## Aim
Filter the lines below, keeping only those that contain the string "leaflet". Matching is case-sensitive.

## Information supplied
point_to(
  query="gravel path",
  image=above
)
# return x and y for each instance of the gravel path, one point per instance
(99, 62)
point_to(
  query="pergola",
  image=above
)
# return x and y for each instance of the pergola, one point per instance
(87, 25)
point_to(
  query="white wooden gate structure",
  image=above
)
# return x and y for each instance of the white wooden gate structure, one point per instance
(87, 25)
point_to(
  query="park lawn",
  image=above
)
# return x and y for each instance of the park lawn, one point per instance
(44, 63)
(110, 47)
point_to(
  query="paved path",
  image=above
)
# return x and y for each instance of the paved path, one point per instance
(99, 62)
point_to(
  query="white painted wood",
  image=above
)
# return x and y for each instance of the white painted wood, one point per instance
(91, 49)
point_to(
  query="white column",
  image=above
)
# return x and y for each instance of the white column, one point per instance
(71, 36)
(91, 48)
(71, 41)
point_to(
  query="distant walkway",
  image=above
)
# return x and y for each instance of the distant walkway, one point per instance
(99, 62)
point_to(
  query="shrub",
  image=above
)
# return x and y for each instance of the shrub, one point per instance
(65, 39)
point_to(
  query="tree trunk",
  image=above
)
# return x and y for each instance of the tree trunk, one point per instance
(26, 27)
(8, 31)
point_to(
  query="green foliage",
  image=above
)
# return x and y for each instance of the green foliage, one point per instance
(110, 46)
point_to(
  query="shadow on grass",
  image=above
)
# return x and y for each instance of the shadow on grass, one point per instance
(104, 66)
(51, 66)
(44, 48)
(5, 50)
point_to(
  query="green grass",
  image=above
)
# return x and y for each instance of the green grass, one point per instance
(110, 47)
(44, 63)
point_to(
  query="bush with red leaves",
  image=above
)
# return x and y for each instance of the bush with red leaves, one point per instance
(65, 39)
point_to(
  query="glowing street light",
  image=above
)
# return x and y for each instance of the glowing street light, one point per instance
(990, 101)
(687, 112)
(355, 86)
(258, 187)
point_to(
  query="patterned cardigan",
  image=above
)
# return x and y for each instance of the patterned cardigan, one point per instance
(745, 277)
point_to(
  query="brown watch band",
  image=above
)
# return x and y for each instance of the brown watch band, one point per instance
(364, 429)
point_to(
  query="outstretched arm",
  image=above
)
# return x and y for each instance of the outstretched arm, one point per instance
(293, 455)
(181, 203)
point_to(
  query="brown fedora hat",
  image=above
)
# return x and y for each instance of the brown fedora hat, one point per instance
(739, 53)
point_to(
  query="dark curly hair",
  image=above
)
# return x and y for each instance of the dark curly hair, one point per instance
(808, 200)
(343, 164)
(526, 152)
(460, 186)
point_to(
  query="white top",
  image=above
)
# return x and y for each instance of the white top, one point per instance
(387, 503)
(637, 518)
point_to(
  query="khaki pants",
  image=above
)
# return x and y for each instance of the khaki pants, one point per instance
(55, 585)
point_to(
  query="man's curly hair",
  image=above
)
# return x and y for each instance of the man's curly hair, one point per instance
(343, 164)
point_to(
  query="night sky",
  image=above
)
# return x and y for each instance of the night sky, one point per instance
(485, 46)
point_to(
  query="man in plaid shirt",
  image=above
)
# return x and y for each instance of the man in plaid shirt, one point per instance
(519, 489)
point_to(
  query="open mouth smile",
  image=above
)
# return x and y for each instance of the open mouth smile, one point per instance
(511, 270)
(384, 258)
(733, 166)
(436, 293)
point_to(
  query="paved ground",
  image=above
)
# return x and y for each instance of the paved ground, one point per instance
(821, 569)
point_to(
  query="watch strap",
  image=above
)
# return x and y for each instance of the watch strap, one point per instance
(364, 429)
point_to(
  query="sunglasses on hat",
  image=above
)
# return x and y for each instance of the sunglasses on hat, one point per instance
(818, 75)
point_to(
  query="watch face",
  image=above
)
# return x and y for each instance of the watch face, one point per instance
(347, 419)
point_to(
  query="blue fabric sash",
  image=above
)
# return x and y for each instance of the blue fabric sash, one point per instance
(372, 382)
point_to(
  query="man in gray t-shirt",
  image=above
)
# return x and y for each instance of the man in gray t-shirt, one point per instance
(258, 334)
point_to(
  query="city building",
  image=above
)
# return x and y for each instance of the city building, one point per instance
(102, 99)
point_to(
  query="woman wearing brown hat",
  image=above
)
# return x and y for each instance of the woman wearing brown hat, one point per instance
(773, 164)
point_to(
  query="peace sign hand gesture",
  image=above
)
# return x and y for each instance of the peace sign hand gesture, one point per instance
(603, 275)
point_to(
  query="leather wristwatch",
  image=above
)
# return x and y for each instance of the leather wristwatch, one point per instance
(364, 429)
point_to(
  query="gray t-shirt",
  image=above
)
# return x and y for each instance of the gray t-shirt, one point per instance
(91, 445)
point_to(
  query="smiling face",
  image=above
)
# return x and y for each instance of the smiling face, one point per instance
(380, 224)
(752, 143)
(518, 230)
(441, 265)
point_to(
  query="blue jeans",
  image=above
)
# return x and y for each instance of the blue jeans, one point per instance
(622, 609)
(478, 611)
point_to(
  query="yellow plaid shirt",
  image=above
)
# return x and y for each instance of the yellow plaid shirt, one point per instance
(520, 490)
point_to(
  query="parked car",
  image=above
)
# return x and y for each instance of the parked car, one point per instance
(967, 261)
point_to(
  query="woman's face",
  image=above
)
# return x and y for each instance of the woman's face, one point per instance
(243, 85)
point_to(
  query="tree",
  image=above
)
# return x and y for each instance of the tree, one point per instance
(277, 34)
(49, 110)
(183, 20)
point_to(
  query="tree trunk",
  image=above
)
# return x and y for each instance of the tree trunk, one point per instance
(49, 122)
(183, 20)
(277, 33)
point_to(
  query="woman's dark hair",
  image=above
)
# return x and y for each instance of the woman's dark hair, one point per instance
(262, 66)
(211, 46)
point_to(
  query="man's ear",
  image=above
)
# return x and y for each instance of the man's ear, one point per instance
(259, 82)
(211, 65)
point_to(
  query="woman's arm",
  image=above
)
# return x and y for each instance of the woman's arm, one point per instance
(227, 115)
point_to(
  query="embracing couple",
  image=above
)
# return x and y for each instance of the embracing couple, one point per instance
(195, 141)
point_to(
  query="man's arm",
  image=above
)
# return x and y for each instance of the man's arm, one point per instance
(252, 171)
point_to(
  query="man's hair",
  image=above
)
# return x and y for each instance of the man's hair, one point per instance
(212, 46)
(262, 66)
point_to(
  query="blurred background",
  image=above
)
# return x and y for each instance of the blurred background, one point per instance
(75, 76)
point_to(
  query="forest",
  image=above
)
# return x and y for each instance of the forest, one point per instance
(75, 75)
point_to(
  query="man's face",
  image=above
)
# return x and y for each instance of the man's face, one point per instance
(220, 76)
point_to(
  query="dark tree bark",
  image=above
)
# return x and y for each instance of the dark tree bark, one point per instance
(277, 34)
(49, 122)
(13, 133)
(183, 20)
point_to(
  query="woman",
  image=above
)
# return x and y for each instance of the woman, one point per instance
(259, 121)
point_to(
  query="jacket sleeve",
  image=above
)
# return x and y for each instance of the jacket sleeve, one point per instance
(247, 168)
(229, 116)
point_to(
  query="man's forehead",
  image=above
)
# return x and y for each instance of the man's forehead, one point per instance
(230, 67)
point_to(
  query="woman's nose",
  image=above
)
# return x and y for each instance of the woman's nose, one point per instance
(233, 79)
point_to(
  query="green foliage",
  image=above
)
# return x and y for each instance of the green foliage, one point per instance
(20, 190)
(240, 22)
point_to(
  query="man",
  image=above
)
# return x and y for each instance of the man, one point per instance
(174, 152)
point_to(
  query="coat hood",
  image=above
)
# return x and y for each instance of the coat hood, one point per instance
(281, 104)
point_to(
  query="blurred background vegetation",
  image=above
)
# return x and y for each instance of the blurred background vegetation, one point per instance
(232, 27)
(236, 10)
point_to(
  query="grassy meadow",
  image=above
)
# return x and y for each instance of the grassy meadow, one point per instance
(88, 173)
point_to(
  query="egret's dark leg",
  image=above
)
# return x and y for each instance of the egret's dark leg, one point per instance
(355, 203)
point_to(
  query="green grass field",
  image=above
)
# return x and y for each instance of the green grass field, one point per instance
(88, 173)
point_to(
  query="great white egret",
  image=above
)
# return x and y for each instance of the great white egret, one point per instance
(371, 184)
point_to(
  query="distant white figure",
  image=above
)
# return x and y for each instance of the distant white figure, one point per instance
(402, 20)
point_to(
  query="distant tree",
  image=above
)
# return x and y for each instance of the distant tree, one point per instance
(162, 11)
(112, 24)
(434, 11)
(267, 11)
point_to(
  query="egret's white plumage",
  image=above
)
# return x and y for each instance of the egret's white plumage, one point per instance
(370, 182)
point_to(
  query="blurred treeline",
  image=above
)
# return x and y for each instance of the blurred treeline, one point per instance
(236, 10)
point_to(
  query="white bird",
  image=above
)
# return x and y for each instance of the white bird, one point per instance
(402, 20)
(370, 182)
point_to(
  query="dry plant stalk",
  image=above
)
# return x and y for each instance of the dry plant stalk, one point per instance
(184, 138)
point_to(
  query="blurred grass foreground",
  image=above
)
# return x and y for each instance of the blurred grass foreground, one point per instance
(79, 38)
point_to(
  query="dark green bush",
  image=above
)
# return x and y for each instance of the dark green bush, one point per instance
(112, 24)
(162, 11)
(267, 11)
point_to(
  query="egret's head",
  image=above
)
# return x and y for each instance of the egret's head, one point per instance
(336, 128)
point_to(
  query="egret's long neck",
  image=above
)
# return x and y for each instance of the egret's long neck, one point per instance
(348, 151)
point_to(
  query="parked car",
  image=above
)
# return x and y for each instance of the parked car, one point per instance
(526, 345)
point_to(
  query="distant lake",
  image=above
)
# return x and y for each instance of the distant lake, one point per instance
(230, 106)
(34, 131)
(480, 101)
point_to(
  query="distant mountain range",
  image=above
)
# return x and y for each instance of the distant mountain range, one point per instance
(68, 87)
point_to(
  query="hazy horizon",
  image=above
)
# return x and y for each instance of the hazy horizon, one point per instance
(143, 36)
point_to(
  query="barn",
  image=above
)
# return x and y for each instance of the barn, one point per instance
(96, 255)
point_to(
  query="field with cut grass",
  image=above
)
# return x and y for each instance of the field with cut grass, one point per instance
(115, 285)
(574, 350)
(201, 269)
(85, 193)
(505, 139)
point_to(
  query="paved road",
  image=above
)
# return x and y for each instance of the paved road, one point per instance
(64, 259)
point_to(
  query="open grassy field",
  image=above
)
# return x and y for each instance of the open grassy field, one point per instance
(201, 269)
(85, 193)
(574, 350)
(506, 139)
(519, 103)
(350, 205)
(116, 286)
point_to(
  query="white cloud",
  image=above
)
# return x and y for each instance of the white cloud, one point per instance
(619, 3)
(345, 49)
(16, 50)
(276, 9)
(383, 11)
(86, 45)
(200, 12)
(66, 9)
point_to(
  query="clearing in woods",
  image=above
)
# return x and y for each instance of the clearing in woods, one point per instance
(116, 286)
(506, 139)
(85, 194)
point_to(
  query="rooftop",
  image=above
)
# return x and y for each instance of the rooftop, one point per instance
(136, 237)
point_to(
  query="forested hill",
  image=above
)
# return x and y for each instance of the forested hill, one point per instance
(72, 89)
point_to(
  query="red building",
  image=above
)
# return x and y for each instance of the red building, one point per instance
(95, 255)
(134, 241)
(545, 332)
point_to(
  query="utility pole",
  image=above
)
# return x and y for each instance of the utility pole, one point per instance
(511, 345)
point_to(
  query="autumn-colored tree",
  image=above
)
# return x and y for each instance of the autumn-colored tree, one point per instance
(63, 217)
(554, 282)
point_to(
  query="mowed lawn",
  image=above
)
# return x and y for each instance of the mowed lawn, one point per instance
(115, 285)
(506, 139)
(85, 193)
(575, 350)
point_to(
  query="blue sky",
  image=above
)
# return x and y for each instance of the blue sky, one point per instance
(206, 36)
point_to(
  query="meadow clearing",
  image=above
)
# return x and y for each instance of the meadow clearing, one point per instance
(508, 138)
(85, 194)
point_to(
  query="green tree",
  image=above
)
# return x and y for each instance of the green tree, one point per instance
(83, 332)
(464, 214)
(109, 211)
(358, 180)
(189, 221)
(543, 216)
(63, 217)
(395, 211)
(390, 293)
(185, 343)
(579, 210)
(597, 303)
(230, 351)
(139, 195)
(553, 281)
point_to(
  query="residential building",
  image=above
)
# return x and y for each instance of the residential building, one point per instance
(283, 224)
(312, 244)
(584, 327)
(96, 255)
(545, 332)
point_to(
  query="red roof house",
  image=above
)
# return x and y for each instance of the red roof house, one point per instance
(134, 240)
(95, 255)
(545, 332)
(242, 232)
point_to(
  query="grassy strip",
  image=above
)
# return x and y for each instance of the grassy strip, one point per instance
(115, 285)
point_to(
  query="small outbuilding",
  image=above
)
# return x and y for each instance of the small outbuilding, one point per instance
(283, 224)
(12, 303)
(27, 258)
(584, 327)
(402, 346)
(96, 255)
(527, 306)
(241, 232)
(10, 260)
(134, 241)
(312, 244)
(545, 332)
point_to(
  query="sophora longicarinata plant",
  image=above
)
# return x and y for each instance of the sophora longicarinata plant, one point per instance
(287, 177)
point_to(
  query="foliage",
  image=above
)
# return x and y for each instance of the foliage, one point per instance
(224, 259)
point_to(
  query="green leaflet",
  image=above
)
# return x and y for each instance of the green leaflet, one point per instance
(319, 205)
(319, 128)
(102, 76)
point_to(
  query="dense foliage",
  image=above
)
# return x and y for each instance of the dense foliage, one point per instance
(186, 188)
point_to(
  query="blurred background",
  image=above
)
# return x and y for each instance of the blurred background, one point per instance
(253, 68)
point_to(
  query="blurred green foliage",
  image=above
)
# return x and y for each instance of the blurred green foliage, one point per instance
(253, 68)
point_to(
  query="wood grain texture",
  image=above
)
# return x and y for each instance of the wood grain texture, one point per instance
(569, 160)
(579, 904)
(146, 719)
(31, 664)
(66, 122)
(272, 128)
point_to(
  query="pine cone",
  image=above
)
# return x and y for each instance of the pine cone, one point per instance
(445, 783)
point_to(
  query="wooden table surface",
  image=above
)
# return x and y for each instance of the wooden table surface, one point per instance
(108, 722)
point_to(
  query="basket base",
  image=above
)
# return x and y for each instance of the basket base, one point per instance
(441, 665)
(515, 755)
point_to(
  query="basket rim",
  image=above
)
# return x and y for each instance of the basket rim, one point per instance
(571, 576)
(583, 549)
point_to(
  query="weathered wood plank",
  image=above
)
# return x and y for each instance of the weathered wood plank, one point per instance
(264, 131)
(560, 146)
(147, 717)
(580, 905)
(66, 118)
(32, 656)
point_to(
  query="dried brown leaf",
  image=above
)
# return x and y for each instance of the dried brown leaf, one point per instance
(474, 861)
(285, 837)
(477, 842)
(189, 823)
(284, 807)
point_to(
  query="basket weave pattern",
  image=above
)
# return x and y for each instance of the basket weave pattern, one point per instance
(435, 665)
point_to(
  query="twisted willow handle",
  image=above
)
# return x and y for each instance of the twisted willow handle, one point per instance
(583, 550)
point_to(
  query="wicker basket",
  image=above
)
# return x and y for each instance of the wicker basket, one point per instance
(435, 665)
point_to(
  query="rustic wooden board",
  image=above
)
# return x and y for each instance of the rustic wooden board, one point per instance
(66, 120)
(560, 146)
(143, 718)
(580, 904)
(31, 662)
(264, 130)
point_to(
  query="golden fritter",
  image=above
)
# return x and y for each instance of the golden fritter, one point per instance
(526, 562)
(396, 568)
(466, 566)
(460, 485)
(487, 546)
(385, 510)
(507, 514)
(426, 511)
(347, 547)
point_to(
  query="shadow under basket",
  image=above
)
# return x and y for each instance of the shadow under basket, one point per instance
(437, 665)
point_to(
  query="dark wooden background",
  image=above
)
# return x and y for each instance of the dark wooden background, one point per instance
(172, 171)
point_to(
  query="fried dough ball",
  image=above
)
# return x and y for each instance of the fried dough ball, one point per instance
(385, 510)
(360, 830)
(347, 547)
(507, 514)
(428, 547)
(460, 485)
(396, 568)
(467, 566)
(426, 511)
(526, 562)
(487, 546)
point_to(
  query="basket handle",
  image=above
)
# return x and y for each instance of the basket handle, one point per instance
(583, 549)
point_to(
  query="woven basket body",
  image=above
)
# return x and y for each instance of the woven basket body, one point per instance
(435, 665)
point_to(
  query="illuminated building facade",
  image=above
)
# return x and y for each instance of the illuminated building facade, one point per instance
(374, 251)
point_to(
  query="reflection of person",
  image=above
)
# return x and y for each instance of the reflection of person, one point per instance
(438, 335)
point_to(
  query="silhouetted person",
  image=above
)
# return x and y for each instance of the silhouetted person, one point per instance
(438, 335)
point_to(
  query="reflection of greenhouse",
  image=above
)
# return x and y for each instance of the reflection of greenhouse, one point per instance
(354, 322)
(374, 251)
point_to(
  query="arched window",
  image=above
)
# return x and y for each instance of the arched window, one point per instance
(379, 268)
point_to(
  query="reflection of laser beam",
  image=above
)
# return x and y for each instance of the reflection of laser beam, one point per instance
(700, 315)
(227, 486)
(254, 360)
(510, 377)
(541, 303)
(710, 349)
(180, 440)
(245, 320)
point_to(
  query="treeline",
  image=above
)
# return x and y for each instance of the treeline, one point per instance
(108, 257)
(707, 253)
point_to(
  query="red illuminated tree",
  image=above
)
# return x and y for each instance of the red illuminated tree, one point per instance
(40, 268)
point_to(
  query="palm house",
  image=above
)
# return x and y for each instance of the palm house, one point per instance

## Answer below
  query="green leaflet",
# return x and y for each instance of the green leaflet, one point per instance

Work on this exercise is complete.